The task
Begin with the first line of the entries below. Copy each line exactly, stopping after the one that contains "Expected: one point per instance of the paved ground, with".
[Data shown Boundary: Start]
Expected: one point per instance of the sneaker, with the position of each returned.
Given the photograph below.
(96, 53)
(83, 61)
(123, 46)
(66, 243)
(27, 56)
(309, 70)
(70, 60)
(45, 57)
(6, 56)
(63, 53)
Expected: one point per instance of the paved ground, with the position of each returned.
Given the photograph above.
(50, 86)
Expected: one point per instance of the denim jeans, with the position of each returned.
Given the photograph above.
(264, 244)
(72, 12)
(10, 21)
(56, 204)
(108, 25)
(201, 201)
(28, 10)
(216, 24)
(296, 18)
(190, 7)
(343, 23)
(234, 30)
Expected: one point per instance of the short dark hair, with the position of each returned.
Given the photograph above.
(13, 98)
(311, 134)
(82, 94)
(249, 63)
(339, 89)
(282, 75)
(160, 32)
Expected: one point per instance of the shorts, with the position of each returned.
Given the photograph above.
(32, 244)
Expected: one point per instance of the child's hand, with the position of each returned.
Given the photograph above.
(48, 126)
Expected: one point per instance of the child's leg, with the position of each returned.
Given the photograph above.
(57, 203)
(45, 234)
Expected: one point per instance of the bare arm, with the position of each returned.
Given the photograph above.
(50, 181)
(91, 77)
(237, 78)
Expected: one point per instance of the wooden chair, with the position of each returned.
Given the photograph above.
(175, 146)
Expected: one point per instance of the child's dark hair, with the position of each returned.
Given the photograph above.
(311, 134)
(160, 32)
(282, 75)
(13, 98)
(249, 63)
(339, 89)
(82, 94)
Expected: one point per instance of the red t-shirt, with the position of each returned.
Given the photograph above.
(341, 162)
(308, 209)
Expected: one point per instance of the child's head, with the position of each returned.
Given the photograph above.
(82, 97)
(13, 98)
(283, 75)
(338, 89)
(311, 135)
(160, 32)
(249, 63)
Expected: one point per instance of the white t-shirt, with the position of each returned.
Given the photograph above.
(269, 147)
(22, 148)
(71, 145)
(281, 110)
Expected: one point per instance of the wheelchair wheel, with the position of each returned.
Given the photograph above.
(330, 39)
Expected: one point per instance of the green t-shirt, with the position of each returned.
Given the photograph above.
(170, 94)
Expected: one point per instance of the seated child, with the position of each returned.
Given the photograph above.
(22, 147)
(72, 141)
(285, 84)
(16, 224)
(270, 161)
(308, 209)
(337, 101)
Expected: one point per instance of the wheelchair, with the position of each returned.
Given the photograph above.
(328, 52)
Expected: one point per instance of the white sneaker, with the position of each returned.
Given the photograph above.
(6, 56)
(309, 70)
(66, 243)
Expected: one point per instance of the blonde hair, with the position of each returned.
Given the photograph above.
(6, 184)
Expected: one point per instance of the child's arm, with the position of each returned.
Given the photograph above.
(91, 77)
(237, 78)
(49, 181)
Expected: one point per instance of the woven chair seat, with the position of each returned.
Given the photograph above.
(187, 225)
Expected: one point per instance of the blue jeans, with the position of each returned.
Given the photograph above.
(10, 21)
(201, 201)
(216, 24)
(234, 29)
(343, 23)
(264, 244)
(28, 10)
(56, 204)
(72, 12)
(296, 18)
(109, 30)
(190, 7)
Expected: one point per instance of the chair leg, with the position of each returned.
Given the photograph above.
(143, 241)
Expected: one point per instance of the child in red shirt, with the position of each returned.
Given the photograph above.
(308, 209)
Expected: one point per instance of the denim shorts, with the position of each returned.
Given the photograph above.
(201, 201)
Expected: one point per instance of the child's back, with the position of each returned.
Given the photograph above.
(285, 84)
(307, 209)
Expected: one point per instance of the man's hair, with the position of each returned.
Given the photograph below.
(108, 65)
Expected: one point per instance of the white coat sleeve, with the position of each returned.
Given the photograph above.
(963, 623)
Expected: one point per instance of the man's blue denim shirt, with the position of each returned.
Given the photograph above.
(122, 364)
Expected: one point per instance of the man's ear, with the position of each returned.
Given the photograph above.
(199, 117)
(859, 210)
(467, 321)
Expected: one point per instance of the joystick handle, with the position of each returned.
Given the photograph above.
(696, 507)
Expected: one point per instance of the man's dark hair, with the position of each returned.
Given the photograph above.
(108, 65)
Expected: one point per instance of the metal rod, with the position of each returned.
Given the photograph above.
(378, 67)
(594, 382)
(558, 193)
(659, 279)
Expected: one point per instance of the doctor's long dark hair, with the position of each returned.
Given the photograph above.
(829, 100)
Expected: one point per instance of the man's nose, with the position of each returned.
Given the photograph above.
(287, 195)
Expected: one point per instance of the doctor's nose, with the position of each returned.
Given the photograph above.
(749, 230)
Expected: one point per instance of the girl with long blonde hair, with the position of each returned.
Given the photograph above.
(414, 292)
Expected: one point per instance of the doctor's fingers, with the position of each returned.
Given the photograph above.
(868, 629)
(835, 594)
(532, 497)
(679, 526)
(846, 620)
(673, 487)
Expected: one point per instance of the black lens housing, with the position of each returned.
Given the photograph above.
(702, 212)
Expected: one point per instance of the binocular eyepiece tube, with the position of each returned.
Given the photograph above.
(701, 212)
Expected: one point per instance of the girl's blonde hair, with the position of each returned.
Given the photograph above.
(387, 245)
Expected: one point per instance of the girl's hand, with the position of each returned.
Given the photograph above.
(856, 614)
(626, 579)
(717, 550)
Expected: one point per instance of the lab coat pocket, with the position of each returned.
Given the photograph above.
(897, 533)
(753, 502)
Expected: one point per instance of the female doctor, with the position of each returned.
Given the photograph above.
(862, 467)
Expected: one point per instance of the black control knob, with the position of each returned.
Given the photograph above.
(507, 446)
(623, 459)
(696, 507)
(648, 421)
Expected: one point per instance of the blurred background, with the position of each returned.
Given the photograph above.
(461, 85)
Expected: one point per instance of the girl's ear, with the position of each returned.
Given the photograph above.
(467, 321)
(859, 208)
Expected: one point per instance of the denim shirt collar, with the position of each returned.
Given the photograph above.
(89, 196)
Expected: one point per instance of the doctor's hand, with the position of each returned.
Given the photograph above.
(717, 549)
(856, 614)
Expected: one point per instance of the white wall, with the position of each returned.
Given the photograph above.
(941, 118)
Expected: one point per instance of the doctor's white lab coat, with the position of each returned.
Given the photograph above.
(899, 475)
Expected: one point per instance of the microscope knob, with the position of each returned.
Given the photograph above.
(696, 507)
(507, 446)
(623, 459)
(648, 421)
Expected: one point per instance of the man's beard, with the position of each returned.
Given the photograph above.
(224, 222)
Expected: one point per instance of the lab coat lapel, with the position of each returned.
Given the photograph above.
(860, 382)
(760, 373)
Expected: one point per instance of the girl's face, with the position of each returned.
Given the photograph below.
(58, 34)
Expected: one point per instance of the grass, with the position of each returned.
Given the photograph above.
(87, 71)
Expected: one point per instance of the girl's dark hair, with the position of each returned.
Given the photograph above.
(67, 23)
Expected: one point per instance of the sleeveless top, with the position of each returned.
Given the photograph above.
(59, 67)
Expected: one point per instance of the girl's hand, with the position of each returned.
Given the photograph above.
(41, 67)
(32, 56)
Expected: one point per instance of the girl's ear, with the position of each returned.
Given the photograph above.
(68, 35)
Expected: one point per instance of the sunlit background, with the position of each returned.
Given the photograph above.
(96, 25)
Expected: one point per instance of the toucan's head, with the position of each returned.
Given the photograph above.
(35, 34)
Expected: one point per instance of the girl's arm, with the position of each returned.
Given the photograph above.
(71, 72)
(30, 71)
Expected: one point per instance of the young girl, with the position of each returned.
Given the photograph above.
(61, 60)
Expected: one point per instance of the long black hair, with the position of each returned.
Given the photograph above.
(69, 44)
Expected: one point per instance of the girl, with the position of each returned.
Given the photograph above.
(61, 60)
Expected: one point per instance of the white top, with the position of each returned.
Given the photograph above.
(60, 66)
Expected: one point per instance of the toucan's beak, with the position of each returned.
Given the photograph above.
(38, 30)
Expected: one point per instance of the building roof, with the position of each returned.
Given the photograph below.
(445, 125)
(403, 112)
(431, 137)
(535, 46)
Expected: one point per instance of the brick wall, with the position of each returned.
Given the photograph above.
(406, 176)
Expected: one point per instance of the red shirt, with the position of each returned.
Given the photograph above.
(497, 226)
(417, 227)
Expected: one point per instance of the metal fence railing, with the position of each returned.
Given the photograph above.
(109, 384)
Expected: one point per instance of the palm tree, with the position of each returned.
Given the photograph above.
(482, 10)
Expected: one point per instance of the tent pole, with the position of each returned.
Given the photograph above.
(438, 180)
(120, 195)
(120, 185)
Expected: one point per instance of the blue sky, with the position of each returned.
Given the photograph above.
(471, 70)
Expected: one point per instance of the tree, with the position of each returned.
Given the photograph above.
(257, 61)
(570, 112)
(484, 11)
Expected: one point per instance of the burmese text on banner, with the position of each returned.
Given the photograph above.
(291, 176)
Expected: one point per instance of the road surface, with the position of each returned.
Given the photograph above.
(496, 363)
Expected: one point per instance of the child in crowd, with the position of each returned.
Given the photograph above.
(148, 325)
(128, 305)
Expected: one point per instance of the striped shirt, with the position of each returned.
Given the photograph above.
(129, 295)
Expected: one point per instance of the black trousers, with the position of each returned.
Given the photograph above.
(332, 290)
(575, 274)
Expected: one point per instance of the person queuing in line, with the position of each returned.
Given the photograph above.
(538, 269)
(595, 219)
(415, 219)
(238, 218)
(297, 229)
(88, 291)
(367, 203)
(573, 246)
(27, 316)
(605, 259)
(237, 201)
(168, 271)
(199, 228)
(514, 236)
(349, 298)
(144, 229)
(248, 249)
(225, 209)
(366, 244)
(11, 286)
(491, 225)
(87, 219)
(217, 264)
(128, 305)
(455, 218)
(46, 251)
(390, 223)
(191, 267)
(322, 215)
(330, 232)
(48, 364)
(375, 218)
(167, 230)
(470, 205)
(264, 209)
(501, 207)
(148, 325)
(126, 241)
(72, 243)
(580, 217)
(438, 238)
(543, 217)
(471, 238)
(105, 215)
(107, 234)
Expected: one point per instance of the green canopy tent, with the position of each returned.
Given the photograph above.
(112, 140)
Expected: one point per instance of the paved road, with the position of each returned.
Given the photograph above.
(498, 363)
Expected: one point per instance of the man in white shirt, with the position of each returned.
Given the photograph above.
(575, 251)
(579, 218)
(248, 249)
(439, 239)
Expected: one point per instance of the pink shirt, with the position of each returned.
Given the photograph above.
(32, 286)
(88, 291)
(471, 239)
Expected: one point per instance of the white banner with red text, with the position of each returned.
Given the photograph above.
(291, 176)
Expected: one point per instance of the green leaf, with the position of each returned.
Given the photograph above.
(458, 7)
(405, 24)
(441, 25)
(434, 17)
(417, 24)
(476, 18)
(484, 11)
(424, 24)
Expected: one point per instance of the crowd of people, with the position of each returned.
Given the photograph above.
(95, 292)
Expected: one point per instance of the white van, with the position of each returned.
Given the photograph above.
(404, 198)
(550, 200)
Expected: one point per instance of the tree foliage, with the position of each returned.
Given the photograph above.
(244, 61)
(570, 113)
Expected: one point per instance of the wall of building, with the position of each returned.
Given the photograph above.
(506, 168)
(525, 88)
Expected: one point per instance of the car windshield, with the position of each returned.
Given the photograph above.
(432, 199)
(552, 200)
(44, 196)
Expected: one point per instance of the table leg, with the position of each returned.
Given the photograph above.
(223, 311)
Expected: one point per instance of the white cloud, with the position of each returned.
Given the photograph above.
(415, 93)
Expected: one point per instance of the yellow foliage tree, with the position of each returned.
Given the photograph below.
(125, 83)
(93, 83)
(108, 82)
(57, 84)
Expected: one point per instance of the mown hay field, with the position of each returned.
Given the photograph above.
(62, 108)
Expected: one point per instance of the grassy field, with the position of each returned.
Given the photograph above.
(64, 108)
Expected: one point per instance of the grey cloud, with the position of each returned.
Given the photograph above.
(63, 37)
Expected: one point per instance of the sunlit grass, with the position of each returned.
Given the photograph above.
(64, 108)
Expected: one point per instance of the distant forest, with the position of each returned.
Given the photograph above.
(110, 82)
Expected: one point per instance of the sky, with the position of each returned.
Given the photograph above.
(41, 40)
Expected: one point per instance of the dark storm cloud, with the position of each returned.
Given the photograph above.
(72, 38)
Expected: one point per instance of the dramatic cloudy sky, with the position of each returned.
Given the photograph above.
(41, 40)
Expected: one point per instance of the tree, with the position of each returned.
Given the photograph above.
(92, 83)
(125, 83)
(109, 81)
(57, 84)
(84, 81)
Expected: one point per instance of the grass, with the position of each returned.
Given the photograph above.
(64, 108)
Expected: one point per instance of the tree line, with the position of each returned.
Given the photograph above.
[Data shown Boundary: End]
Answer space
Expected: one point per instance of the sneaker, with the position of each returned.
Given the photograph below.
(96, 53)
(83, 61)
(123, 46)
(66, 243)
(27, 56)
(309, 70)
(70, 60)
(45, 57)
(6, 56)
(63, 53)
Expected: one point per instance of the paved ground, with the position of each returned.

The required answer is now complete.